> [Page]:
-- start --
But there is a complication, which is the extent to which, within our own set of communities, our activity of doing deeds of loving-kindness is done for ourselves – our own communities – or whether the activity extends more widely.

The truth of it is that, traditionally, Jewish communities are taught about establishing all sorts of social-justice functions; deeds of loving-kindness function for the community. You volunteered, but you volunteered for the benefit of other people within your own community; you looked after the orphans in your own community; you looked after the dowries for the girls in your own community.

If you look at the Jewish community, it is very strong and still involved in its own common support organisations. We have homes for the elderly, we have nursing homes, we have support for people with mental illness (though we are less good on mental illness). We have traditionally had a Jewish temple shelter for people who have come as asylum-seekers and refugees – in recent years that has been for asylum-seekers who are not Jewish, but over a century or more it had been for people who were Jewish.

But, increasingly those people who feel they have a duty towards the Jewish community are beginning to feel they have a duty to a wider community. I think the trick is going to be, if you like, in focusing that sense of obligation that we already have towards our own community to many more of them. It will involve pulling together and trying, as faith groups together, to get people to volunteer for inter-faith activity which will be for the benefit of the wider society.

I think we are on the cusp and I think it is going to be very difficult. But, if volunteering by faith means anything, my view is that it has to mean volunteering for the sake of all our faiths, and not just the one.
-- end --
> [The input]:
-- start --
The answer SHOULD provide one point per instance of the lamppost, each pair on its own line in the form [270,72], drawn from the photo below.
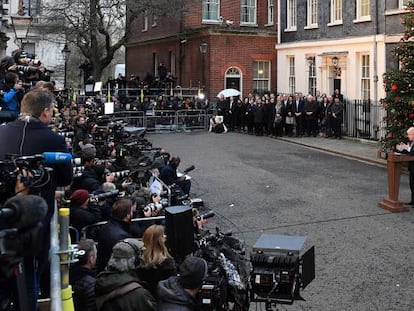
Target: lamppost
[66,53]
[21,24]
[203,51]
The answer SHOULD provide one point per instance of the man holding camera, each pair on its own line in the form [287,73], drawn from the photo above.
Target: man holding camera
[30,135]
[180,292]
[169,175]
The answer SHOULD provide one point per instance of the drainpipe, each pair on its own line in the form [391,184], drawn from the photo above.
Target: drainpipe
[375,56]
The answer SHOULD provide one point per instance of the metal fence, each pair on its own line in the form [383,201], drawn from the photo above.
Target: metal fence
[364,119]
[164,121]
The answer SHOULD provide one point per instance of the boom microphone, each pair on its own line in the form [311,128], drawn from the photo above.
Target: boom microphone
[51,158]
[23,211]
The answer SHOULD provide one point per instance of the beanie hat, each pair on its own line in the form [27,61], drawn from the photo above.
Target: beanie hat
[88,151]
[79,196]
[192,272]
[127,248]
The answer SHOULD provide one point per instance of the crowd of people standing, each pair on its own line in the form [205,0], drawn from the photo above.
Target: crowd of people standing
[278,115]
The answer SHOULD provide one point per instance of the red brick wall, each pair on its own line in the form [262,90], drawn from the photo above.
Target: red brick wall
[236,46]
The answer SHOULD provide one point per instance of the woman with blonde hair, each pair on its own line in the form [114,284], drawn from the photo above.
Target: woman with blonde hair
[156,262]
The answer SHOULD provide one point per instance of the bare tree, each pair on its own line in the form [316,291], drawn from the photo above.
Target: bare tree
[100,27]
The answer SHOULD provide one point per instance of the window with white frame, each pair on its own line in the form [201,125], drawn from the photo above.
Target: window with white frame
[363,9]
[292,77]
[336,11]
[312,13]
[261,76]
[312,75]
[248,11]
[145,20]
[365,77]
[154,20]
[270,12]
[402,4]
[211,10]
[291,15]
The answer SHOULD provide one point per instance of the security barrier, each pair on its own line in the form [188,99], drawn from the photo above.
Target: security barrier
[165,121]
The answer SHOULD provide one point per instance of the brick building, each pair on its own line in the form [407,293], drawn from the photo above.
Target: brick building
[238,39]
[337,44]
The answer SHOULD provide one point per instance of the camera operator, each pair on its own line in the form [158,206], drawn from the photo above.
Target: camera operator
[30,135]
[12,95]
[180,292]
[117,229]
[93,175]
[82,277]
[168,175]
[83,211]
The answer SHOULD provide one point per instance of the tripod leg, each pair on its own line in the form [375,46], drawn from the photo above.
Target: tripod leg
[21,285]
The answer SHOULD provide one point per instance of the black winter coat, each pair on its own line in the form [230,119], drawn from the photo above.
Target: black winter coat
[173,297]
[83,284]
[82,217]
[137,299]
[110,234]
[151,276]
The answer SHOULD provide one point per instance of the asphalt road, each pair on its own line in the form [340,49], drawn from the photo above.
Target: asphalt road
[364,255]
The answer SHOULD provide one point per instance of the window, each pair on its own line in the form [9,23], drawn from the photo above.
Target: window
[402,4]
[291,15]
[292,77]
[363,9]
[336,11]
[248,11]
[312,75]
[270,12]
[154,20]
[145,21]
[261,76]
[365,77]
[211,10]
[312,18]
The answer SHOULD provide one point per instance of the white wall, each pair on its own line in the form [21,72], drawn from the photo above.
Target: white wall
[348,50]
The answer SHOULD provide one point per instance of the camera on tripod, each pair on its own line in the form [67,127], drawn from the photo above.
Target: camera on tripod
[156,207]
[279,272]
[104,196]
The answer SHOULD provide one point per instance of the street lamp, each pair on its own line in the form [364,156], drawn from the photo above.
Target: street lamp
[21,24]
[66,53]
[203,51]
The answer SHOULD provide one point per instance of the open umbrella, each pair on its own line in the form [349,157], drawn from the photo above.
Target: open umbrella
[229,92]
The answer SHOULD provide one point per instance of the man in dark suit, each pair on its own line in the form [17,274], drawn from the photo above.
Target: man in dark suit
[297,108]
[30,135]
[409,149]
[310,112]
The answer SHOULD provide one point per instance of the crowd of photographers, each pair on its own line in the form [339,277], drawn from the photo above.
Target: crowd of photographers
[115,176]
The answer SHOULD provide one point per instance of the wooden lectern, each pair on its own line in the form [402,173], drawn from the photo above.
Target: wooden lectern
[394,165]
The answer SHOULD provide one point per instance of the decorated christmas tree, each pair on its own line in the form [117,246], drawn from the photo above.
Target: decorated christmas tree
[399,87]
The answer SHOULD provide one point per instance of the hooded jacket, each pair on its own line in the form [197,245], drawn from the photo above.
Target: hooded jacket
[83,283]
[173,297]
[136,299]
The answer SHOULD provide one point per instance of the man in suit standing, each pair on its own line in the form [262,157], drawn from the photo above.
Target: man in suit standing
[297,108]
[409,149]
[30,135]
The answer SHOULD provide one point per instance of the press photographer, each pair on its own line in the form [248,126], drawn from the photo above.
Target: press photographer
[31,135]
[12,93]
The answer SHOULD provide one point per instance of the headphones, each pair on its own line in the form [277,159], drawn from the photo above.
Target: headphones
[136,251]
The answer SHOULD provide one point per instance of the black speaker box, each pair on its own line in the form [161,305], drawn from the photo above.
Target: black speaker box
[180,231]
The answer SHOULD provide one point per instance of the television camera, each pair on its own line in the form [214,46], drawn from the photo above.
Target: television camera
[278,271]
[35,167]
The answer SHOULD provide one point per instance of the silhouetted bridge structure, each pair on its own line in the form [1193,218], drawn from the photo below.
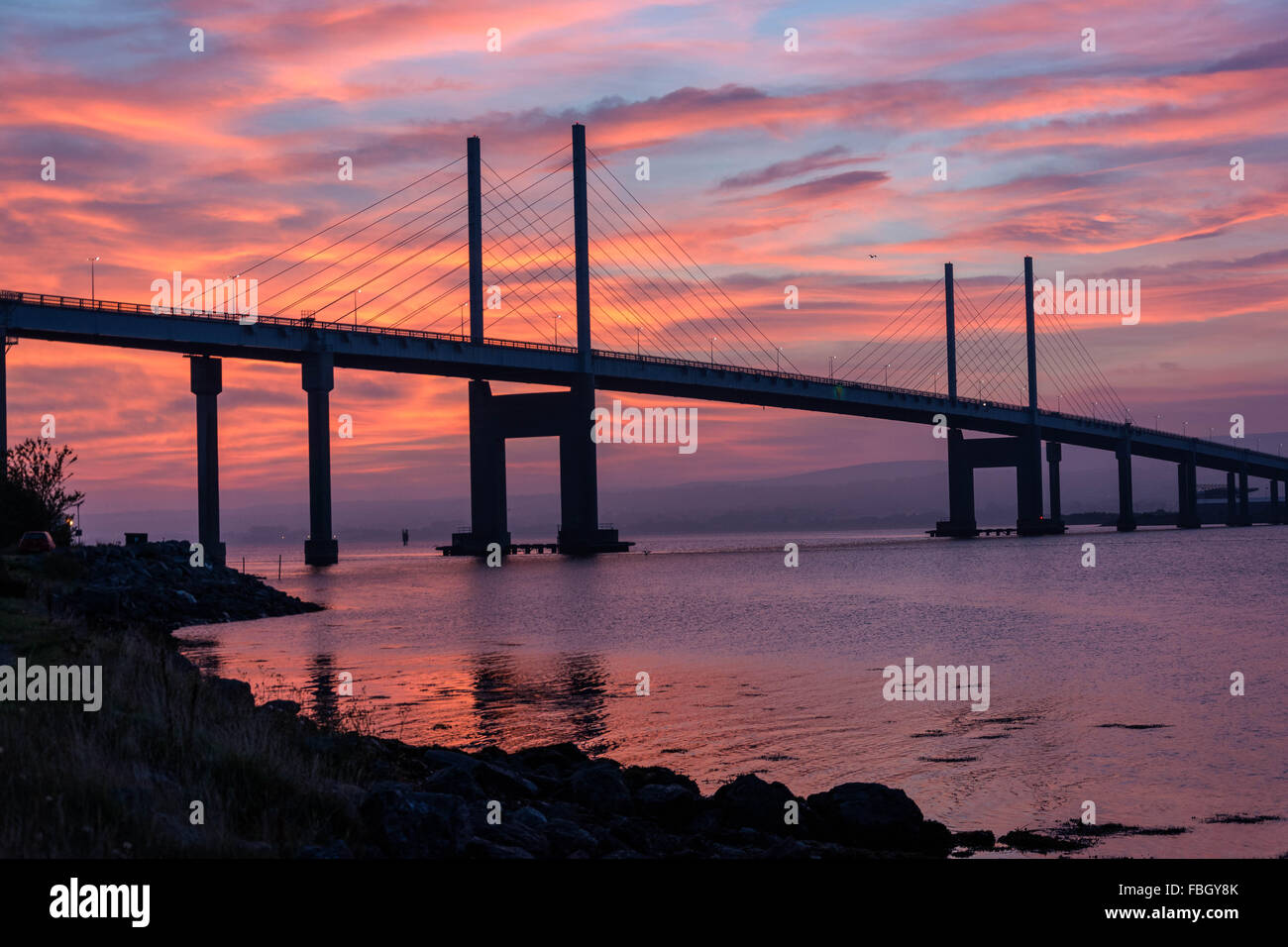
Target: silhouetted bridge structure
[1019,427]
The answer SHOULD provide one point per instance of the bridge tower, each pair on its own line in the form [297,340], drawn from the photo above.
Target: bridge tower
[1022,453]
[566,415]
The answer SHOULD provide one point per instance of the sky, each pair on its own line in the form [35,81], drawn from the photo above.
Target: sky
[771,167]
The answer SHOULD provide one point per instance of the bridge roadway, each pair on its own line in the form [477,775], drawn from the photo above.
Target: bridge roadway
[321,347]
[281,339]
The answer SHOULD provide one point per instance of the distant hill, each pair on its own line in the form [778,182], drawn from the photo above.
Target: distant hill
[888,493]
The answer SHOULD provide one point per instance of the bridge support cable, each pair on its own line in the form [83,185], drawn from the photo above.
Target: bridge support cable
[346,219]
[914,308]
[691,312]
[759,347]
[381,237]
[648,292]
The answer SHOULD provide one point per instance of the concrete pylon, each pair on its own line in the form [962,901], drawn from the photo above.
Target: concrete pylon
[1126,515]
[318,377]
[206,375]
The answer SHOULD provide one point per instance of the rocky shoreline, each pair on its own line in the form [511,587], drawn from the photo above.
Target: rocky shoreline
[384,797]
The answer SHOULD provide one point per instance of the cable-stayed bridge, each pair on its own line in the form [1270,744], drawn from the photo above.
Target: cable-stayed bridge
[524,278]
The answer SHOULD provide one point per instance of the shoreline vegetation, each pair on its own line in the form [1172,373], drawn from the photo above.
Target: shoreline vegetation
[171,744]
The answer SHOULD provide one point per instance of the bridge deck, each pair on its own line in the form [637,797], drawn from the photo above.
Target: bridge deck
[283,339]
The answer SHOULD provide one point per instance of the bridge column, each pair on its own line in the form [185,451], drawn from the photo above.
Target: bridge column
[961,491]
[488,518]
[951,334]
[318,377]
[4,403]
[1186,496]
[1054,451]
[579,479]
[581,245]
[1126,517]
[475,214]
[206,376]
[1028,486]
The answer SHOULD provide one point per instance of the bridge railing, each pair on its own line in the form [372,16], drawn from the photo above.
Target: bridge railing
[339,325]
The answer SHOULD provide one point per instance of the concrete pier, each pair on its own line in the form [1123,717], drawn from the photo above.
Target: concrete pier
[318,377]
[207,381]
[1126,515]
[1188,496]
[1055,523]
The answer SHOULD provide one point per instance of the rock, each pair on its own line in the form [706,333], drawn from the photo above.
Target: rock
[415,825]
[975,840]
[673,804]
[855,809]
[558,759]
[751,801]
[872,815]
[282,706]
[599,788]
[482,848]
[1025,840]
[638,777]
[567,839]
[456,781]
[233,693]
[532,818]
[335,849]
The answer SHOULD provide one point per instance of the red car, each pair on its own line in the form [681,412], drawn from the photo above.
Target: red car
[37,541]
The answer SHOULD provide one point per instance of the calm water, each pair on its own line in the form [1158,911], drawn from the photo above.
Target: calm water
[759,668]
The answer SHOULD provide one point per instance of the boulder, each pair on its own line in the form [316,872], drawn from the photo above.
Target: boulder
[750,801]
[406,823]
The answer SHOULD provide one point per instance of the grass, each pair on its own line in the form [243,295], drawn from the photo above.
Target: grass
[121,781]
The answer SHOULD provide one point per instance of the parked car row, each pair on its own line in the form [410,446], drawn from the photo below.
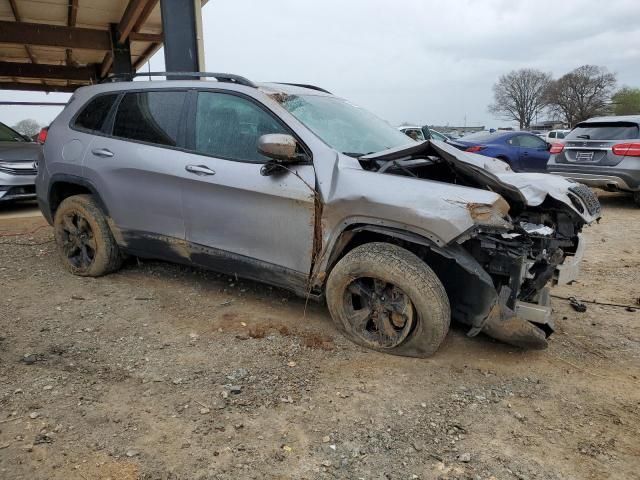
-- end --
> [Problems to work on]:
**a.** Rewrite the faith-volunteering passage starting at the words "The truth of" and stopping after "your own community.", with "orphans" swapped for "widows".
**b.** Gather every line of the listing that contains the string "barrier", matching case exactly.
The passage and the listing were drawn from unrelated sources.

> [Final answers]:
**a.**
The truth of it is that, traditionally, Jewish communities are taught about establishing all sorts of social-justice functions; deeds of loving-kindness function for the community. You volunteered, but you volunteered for the benefit of other people within your own community; you looked after the widows in your own community; you looked after the dowries for the girls in your own community.

**b.**
The answer SHOULD provide one point per instance of the security barrier, each pair on its own line in the form [188,99], drawn from the photo above.
Target: security barrier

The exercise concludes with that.